STATED TASK:
Lay out the lines from the one containing "# for each instance of the alloy" through the end of the data as a numbered list, leaving out any blank lines.

SUPPLIED RECORDS:
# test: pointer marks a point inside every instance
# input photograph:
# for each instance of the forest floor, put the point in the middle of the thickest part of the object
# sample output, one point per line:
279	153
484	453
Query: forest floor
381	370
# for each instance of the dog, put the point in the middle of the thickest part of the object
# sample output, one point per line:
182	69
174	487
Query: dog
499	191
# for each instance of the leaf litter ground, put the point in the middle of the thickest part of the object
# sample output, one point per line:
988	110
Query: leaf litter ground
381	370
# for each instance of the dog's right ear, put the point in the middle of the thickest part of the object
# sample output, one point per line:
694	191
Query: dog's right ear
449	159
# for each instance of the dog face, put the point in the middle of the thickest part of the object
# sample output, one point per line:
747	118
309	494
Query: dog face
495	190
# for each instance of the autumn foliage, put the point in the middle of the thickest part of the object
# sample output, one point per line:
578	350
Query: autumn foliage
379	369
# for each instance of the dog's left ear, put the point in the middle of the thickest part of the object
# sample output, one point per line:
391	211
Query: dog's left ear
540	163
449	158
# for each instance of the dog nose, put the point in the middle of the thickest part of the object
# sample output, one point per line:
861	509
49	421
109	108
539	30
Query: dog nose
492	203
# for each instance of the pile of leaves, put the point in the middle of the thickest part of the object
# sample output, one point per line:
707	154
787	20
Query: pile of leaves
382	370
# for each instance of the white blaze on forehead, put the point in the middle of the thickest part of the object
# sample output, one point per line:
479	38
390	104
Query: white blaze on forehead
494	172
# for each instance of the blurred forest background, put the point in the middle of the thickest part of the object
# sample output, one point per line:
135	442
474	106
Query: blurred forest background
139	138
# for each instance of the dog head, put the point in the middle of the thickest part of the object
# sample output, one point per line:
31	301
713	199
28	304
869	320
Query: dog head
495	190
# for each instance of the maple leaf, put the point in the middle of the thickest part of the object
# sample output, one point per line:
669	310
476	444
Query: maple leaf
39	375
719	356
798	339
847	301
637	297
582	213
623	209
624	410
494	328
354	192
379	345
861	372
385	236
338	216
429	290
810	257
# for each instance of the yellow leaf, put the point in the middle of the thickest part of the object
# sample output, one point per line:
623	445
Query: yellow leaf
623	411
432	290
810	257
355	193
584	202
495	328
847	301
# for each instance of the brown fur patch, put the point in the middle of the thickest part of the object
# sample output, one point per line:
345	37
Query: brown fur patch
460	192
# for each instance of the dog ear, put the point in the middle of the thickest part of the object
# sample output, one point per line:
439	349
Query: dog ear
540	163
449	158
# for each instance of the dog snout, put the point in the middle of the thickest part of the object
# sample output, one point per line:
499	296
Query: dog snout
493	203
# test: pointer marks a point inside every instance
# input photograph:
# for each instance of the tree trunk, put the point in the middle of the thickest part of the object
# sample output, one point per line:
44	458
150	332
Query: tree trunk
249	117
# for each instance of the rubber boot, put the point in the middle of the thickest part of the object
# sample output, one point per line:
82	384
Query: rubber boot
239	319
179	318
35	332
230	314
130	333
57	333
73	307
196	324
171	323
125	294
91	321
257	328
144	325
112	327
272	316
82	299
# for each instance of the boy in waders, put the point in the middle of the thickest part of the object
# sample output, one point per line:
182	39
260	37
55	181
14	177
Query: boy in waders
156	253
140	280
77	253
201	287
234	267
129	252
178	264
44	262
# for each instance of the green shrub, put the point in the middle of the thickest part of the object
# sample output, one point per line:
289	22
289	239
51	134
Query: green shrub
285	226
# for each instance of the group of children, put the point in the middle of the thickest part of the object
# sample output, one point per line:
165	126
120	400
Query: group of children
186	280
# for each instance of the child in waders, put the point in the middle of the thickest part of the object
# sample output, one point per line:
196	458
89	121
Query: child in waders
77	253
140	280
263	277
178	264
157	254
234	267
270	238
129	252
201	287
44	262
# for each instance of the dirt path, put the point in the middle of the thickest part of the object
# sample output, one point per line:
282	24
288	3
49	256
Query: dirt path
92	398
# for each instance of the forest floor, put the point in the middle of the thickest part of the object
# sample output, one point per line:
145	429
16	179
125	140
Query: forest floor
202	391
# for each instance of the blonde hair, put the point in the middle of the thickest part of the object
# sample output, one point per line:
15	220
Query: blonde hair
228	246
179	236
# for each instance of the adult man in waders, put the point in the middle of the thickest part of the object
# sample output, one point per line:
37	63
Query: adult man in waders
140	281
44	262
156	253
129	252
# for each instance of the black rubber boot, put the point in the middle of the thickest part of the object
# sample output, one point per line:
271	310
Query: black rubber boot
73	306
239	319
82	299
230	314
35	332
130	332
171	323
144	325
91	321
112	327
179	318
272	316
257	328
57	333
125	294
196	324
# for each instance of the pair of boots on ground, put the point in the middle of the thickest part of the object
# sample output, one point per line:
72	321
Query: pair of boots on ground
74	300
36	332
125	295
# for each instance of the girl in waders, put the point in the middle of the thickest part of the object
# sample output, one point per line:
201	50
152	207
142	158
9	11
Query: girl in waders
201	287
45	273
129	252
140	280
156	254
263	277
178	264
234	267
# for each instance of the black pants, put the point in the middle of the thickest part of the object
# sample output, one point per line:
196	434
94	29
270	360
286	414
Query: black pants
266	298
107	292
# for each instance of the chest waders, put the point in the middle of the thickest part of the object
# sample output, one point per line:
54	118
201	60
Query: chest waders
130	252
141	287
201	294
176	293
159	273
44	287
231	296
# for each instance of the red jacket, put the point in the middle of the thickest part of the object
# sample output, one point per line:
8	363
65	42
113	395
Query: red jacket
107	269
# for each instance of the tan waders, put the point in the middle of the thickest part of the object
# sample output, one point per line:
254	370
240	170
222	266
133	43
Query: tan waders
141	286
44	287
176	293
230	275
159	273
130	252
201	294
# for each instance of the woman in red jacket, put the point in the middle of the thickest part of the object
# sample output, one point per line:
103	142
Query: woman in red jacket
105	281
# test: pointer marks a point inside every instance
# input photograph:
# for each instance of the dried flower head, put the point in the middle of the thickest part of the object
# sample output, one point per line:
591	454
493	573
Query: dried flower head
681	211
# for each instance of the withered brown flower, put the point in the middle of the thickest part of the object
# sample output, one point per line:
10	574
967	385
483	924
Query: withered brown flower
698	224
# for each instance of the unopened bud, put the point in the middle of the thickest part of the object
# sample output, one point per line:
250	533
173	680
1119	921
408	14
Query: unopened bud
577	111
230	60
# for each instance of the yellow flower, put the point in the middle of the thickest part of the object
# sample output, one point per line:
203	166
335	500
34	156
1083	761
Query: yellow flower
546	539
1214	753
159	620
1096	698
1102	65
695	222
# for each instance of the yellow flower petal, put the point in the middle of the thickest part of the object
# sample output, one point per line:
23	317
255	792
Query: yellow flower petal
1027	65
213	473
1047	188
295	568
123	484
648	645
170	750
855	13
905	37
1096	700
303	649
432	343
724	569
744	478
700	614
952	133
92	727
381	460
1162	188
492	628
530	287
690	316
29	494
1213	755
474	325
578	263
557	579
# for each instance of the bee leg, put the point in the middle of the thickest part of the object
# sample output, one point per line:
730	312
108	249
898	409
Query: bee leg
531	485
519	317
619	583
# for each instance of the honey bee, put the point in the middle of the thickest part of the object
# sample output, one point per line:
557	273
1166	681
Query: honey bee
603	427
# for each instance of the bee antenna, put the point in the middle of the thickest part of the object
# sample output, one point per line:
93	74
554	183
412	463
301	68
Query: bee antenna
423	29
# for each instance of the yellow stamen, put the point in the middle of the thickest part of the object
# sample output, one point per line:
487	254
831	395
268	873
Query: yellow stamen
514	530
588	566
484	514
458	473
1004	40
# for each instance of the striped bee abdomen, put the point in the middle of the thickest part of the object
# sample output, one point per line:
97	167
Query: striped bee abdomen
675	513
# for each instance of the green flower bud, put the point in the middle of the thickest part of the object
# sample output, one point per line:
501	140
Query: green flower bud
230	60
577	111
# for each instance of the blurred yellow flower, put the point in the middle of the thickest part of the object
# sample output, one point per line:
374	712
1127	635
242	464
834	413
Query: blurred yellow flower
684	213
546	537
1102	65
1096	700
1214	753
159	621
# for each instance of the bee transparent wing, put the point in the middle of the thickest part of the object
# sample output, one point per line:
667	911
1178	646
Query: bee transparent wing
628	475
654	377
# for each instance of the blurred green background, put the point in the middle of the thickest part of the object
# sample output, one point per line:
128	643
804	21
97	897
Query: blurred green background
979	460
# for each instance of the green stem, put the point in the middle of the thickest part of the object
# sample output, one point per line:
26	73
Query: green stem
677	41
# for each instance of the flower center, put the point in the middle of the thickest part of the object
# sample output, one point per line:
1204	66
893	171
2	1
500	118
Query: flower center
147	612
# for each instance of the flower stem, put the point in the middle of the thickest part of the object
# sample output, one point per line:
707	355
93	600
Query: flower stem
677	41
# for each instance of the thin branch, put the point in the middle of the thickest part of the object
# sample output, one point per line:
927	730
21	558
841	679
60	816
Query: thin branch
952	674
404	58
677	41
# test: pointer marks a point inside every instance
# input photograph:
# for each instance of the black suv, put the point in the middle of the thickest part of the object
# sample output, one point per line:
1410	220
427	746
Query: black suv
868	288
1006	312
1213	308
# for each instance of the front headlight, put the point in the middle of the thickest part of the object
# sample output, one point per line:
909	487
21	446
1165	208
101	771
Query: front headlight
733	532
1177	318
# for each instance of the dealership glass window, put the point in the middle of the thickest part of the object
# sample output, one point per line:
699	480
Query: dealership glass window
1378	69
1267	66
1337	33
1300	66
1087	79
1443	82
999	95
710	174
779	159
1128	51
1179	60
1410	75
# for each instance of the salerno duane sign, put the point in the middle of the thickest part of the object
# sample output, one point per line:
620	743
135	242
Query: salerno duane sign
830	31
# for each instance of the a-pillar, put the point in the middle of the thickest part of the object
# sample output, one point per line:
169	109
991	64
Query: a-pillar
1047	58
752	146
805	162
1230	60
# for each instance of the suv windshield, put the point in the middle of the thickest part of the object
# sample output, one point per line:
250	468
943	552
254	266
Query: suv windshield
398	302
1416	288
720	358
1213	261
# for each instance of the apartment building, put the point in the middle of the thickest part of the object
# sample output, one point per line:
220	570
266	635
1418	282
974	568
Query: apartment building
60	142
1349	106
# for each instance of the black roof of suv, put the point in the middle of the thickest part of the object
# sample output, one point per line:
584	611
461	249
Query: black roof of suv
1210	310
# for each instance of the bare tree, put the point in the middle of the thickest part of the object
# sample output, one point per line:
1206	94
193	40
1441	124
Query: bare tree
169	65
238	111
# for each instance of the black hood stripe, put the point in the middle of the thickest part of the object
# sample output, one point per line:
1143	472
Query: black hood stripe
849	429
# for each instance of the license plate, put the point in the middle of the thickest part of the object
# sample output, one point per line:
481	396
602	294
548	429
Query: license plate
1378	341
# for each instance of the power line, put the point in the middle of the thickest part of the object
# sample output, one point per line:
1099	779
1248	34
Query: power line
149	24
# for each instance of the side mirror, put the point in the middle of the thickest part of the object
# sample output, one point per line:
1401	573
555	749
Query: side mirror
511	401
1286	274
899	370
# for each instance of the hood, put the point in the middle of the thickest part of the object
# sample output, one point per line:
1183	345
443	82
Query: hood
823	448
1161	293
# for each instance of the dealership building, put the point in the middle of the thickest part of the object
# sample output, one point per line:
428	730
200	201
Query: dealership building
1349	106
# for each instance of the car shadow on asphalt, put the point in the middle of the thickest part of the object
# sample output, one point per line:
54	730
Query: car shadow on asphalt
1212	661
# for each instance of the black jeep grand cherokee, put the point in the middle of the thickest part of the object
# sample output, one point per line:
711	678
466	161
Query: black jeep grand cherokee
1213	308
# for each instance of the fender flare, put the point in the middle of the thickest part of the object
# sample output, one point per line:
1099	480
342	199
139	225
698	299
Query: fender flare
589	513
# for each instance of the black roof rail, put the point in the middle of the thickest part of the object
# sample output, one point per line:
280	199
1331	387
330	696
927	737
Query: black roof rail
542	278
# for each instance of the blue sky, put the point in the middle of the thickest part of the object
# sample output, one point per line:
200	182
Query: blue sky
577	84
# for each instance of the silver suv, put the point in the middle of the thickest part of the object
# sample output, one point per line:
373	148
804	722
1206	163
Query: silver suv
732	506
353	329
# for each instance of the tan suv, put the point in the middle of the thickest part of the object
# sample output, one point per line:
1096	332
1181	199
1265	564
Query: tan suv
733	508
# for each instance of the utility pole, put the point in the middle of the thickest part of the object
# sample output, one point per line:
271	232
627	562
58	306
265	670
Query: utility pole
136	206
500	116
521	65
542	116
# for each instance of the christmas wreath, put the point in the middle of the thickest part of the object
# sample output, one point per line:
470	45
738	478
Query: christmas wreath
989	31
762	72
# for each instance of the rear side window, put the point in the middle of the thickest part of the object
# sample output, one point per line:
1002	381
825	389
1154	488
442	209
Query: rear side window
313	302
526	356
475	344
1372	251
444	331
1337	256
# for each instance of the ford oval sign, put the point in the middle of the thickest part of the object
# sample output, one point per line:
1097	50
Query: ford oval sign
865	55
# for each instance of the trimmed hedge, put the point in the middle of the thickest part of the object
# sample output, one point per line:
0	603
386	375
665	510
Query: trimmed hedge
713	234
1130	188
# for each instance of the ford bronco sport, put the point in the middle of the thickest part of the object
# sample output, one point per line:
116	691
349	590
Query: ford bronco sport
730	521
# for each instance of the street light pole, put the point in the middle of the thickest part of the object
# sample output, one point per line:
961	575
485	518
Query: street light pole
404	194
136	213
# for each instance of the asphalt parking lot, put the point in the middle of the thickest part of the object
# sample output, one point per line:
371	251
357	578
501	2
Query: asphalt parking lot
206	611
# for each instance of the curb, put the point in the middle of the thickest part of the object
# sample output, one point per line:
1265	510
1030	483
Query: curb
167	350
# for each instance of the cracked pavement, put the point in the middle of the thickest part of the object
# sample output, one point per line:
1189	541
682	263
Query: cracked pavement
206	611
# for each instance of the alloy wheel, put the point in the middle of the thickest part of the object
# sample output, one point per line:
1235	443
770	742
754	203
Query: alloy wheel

RESULT FOR THIS TASK:
1. # for each instance of the alloy wheel, put the point in the middle of the thickest part of the object
2. # sample output, one point per line:
3. 1235	443
4. 770	742
5. 754	203
6. Query: alloy wheel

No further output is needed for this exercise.